■ **Directions**:
Repeat only what runs from the line with "Question. Provide the position of each instance of the salt" through the last line of the data below, both included, keeping every word as it is and leaving out the pictures.

(Photo-based referring expression data)
################
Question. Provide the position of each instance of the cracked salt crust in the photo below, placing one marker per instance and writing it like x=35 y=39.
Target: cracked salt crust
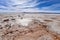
x=54 y=26
x=24 y=21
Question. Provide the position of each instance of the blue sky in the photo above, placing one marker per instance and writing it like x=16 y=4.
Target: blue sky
x=30 y=5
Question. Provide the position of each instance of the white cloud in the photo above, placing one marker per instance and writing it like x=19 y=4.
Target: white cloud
x=52 y=7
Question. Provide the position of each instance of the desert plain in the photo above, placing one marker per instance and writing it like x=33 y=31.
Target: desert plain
x=29 y=26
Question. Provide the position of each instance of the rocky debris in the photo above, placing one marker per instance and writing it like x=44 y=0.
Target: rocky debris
x=26 y=28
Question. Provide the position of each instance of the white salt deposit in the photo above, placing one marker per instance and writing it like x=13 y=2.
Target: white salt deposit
x=24 y=21
x=54 y=26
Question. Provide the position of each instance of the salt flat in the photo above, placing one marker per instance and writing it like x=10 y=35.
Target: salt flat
x=29 y=26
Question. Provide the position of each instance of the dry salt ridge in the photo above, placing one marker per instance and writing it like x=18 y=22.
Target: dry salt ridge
x=29 y=27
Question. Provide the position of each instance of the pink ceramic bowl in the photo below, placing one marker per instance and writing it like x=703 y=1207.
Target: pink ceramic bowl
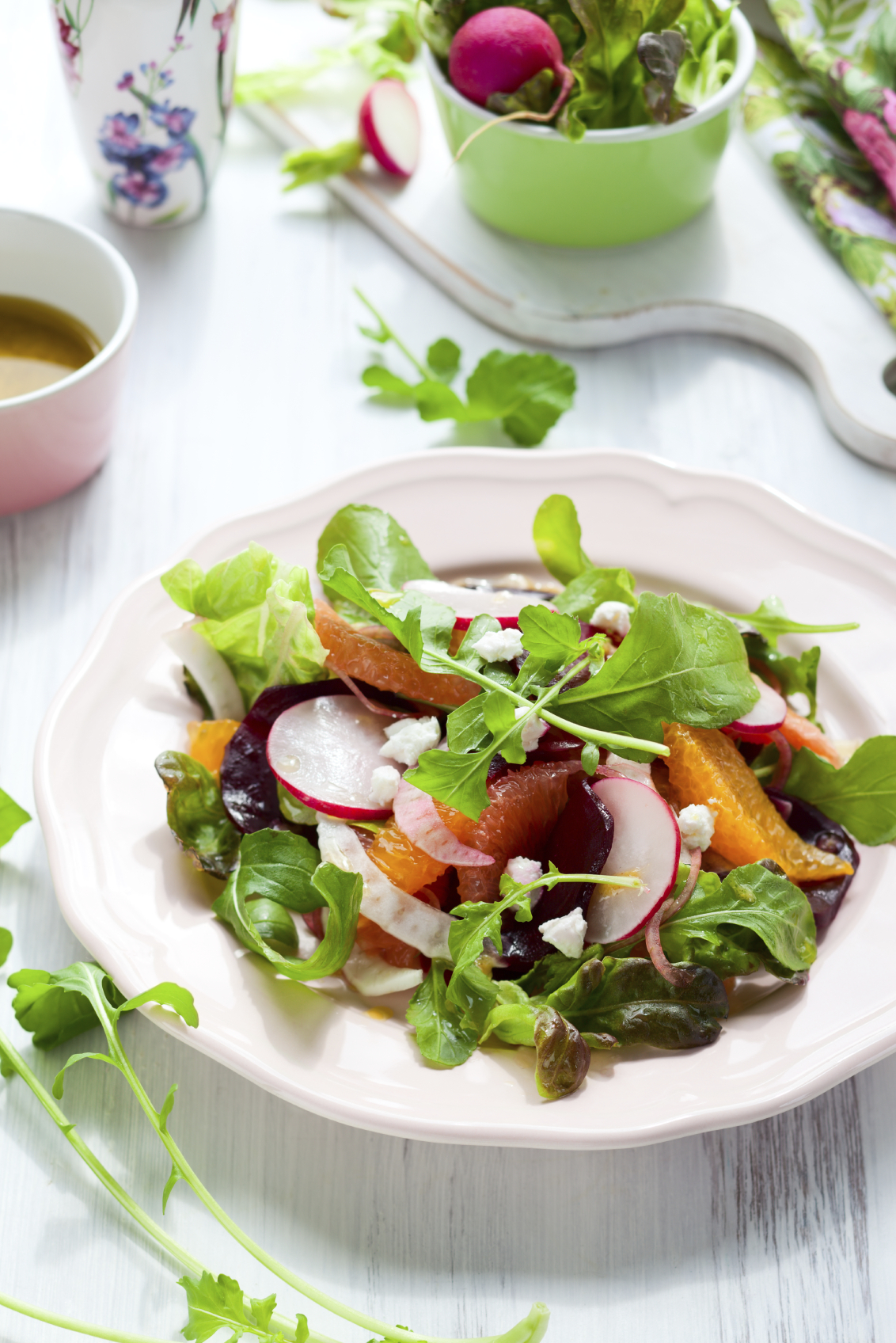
################
■ **Solution to the problem**:
Question. Provide the position of each instance of the salt flat in the photo above, placing one marker per instance and writing it like x=10 y=35.
Target: salt flat
x=29 y=26
Question. Provide the position of each instance of the dry salt ridge in the photo above, placing one marker per instance and writing it like x=18 y=22.
Target: dry salt ridge
x=29 y=27
Question. Provide the position of each instance of the pink ceramic bowl in the photo below, placing one marker per instance and writing it like x=703 y=1207.
Target: pink ceramic bowl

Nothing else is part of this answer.